Region pointing data:
════
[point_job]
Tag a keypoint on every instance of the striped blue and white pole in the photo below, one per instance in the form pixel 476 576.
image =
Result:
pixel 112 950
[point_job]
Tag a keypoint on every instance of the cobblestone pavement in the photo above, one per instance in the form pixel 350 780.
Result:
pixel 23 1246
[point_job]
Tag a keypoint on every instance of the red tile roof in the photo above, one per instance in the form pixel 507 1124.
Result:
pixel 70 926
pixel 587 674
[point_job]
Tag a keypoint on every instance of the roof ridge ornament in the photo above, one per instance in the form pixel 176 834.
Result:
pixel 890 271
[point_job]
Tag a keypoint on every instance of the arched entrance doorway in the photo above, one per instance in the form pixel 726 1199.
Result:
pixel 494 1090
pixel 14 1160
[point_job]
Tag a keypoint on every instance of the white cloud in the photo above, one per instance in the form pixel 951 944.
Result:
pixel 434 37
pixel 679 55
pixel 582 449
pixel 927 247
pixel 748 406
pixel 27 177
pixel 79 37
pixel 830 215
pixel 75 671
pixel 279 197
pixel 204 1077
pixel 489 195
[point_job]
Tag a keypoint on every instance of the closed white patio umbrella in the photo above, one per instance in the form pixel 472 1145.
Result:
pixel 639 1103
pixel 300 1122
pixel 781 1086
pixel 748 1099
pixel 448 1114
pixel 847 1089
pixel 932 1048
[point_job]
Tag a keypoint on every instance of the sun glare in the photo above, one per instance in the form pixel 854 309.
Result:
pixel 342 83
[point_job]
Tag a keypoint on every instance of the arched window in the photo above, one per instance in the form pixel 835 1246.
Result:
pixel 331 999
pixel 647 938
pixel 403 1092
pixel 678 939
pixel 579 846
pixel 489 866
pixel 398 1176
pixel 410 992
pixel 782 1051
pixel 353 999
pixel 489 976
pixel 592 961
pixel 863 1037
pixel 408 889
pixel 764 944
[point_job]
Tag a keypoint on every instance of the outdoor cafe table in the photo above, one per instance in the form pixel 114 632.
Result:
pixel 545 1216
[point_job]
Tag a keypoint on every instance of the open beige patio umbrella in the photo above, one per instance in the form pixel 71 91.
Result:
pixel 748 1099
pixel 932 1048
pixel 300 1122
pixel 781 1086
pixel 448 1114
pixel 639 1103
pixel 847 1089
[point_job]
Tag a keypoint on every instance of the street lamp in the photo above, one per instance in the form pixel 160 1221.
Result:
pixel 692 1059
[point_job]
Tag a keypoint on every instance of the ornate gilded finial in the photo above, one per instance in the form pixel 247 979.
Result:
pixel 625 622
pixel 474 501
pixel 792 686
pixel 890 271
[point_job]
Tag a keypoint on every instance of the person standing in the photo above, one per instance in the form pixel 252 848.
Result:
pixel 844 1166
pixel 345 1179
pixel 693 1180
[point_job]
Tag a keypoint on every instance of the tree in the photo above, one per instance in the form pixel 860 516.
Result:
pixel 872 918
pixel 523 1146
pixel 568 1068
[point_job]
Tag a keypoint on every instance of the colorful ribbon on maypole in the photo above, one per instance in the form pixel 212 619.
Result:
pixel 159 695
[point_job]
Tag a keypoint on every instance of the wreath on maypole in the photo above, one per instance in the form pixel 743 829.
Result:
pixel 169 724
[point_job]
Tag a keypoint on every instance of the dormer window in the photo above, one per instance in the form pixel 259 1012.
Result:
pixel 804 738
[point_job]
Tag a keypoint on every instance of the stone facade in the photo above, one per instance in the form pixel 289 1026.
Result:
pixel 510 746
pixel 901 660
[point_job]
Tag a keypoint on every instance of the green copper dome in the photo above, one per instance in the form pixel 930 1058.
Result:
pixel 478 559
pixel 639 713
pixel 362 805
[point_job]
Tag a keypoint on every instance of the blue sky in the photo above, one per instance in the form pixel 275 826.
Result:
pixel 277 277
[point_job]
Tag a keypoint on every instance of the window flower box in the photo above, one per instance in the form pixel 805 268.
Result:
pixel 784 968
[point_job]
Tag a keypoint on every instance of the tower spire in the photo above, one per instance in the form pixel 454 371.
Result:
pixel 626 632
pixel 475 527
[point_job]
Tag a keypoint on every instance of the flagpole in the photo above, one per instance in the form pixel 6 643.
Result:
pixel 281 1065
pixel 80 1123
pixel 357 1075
════
**What is expected:** Which of the lines above carry the string "white"? Copy every one.

**Exercise response:**
Tag a keypoint on every instance of the striped blue and white pole in the photo below, one per instance in the form pixel 476 576.
Tag a keypoint on every instance of the white cloud in the photo above, one per instance in the form pixel 951 944.
Tag a keypoint on every instance of the closed white patio umbrella in the photo above, one per instance in the form pixel 472 1145.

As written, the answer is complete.